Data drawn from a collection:
= = = = =
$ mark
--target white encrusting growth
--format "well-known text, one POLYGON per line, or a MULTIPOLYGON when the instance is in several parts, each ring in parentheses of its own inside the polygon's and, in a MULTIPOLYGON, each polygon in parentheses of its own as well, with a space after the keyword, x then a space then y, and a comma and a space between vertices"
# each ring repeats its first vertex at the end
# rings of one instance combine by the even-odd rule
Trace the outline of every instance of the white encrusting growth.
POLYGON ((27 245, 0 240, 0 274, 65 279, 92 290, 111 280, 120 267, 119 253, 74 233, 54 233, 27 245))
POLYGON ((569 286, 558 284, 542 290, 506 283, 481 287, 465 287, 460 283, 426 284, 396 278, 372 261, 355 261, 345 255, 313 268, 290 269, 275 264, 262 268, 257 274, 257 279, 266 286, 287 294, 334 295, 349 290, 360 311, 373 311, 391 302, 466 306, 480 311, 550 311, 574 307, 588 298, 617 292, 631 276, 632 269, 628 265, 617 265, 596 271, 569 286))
= = = = =
Written request:
Lay out every line of the rows above as a numbered list, leaving out any blank lines.

Expected answer:
1. $ mark
2. --target white encrusting growth
3. --format "well-known text, one POLYGON per line, or a MULTIPOLYGON when the instance is in several parts, each ring in parentheses of its own inside the polygon's and, in a MULTIPOLYGON, each polygon in parentheses of its own as well, with a space after the keyword, x then a space then y, and a comma and a space between vertices"
4. # each ring repeats its first vertex at the end
5. # rings of one instance combine by the even-odd rule
6. Trace the outline of every instance of the white encrusting growth.
7. POLYGON ((27 245, 0 240, 0 274, 65 279, 92 290, 111 280, 120 267, 119 253, 74 233, 54 233, 27 245))
8. POLYGON ((569 286, 558 284, 542 290, 506 283, 481 287, 465 287, 460 283, 426 284, 396 278, 372 261, 355 261, 345 255, 313 268, 290 269, 275 264, 262 268, 257 274, 257 279, 266 286, 287 294, 334 295, 349 290, 360 311, 373 311, 391 302, 466 306, 480 311, 550 311, 574 307, 588 298, 617 292, 631 276, 632 269, 628 265, 617 265, 596 271, 569 286))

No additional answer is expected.